[Rows taken from a segmentation dataset]
#####

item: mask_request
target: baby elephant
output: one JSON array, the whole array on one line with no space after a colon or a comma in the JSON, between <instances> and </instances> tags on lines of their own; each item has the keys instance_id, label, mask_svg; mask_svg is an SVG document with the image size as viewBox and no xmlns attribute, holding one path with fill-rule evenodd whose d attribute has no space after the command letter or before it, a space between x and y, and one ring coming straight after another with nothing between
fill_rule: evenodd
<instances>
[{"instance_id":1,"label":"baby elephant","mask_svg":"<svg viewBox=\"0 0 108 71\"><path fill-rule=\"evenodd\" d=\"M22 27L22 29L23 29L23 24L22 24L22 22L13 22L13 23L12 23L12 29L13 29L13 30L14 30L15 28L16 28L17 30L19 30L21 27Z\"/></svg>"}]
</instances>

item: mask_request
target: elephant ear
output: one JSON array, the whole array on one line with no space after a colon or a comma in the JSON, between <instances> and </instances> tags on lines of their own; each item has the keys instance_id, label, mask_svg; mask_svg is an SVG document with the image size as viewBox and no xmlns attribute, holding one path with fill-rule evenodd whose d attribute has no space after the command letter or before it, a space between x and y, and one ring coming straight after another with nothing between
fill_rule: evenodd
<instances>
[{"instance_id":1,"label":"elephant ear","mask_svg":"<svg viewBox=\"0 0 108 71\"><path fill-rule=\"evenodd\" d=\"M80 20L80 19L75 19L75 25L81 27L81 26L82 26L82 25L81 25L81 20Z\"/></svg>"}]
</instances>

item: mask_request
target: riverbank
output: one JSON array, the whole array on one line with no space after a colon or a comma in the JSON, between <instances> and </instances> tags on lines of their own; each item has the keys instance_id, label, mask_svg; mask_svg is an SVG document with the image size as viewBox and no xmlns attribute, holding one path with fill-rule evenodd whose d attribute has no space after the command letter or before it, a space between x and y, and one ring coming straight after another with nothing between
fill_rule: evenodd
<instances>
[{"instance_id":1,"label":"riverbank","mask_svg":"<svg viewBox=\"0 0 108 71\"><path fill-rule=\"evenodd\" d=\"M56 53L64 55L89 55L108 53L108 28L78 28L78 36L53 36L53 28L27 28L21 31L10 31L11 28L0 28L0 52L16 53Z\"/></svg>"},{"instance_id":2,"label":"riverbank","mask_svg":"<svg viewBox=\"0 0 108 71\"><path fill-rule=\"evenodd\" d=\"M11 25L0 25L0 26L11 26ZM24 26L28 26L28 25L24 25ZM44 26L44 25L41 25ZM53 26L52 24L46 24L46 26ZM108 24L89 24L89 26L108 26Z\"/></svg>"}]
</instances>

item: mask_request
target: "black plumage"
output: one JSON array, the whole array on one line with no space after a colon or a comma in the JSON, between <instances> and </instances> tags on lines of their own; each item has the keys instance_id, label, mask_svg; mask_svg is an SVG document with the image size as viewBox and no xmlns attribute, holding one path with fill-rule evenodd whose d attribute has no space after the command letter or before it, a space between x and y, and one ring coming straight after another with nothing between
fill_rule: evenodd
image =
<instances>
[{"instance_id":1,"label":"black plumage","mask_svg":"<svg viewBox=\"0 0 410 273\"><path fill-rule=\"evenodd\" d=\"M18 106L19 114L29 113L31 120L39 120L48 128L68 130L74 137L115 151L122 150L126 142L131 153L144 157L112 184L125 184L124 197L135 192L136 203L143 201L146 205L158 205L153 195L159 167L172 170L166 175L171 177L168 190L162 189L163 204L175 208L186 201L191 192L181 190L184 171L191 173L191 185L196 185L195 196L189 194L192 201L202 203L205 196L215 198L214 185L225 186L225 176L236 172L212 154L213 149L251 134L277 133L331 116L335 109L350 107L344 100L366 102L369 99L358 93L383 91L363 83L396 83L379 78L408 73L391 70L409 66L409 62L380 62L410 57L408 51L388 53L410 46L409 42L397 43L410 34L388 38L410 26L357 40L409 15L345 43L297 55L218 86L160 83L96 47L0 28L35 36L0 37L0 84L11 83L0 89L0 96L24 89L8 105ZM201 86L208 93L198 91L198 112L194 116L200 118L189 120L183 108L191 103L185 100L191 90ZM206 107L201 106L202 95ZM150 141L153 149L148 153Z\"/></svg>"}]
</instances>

#####

Problem description: Count the lines in the material above that contain the string "target", and reply with the number alone.

Solution to this problem: 4